### Фрагмент статьи:

..........

В статье представлен анализ прозаизации стиха в описательно-медиативной лирике Б.М. Шаховского. Прозаизация стиха – одна из ведущих жанрово-стилевых тенденции в описательно-медитативной лирике Б. Шаховского. Освоение традиционно прозаических жанров (очерк, бытовая зарисовка), проникновение повествовательного начала, использование «чужого», оговоренного, стилистически маркированного слова – все это восходит к традициям некрасовской и суркиковской школ, рабочей лирики 1890-х – 1910-х гг., новокрестьянской поэзии 1920-х гг. и поэзии Пролеткульта.
прозаизация стиха, жанровые образования, литературоведение
Органичность художественного мира интимной и медитативной лирики
Б. Шаховского в своей основе опирается на традицию русской бытописательной литературы XIX – начала ХХ в. Прозаизация лирики, намеченная в поэзии Н. Некрасова, Я. Полонского, И. Никитина, К. Случевского, И. Сурикова, С. Дрожжина и др., к середине ХХ в. актуализируется, отражая существенные сдвиги в эстетическом сознании.
Другая традиция прозаизации стиха представлена творчеством так называемых новокрестьянских поэтов (Н. Клюев, П. Орешин, С. Клычков, ранний С. Есенин).
Н. Иванова, обращавшаяся к вопросу прозаизации поэзии в связи с изучением процесса «демократизации» русского стиха на современном этапе, определяет его сущность следующим образом: «под прозаизацией стихотворной речи понимается ощутимое усиление в ней повествовательного начала, которое выражается в различных признаках сближения языка лирического произведения с языком повествовательной прозы»
[1, С. 142 –143.].
Появление и функционирование смежных, заимствованных у прозы, жанровых образований – стихотворного очерка, рассказа, бытовой зарисовки в лирике Б. Шаховского свидетельствует о проникновении эпического начала. Однако, в отличие от жанров лирической новеллы и романа в стихах, в которых доминирующими признаками выступают максимально приближенный к повествовательному, намеченный пунктиром сюжет, драматизация и художественные приемы, формирующие поэтику подтекста (лейтмотивы, полисемия, фигура умолчания, дистанционные повторы, синонимия, расширение лексического значения слова, цитация) в указанных жанровых моделях взаимодействие лирического и эпического происходит в большей степени на уровне языка. Речь идет о включении в традиционную поэтическую фразеологию разговорных и просторечных компонентов – лексики, интонационных и синтаксических конструкций и других способов проявления в лирическом произведении повествовательной интонации. К факультативным особенностям можно отнести сфокусированность на обычном круге вещей и явлений, особую роль художественной детали, тяготение к малой форме (миниатюре, зарисовке).

..........

### Записи для определения положения:
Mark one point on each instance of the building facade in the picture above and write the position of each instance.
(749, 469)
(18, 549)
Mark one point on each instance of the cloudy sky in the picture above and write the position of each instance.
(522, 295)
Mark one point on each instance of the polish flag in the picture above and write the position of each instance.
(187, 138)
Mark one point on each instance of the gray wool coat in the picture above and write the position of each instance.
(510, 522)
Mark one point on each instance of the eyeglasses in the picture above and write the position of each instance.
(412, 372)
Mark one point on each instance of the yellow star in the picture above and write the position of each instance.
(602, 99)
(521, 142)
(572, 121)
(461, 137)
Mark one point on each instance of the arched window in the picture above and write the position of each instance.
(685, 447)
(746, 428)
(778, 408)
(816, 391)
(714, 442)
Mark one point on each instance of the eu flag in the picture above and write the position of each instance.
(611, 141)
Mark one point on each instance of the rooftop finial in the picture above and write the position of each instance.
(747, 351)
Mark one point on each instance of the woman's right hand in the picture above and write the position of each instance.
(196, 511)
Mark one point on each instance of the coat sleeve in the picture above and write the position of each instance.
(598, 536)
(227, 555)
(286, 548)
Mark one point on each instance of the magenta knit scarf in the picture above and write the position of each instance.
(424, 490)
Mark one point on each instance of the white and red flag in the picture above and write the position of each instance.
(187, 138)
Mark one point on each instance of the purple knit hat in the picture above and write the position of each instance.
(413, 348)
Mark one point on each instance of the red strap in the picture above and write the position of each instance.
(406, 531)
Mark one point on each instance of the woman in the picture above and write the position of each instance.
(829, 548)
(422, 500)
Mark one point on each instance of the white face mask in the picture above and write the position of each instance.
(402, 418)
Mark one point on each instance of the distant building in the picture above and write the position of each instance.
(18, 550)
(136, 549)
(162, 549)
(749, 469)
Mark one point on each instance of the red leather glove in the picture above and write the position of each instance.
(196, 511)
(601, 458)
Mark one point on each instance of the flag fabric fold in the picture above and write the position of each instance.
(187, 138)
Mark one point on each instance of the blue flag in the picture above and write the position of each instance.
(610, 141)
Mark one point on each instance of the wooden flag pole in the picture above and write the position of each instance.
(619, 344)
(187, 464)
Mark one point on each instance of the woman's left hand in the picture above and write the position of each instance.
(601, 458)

..........

### Задание и требования:
Выпишите из статьи о прозаизации стиха без изменений отрывок между словами «Другая традиция прозаизации» и «ранний С. Есенин).», включая их.

### Образец выполнения:
Другая традиция прозаизации стиха представлена творчеством так называемых новокрестьянских поэтов (Н. Клюев, П. Орешин, С. Клычков, ранний С. Есенин).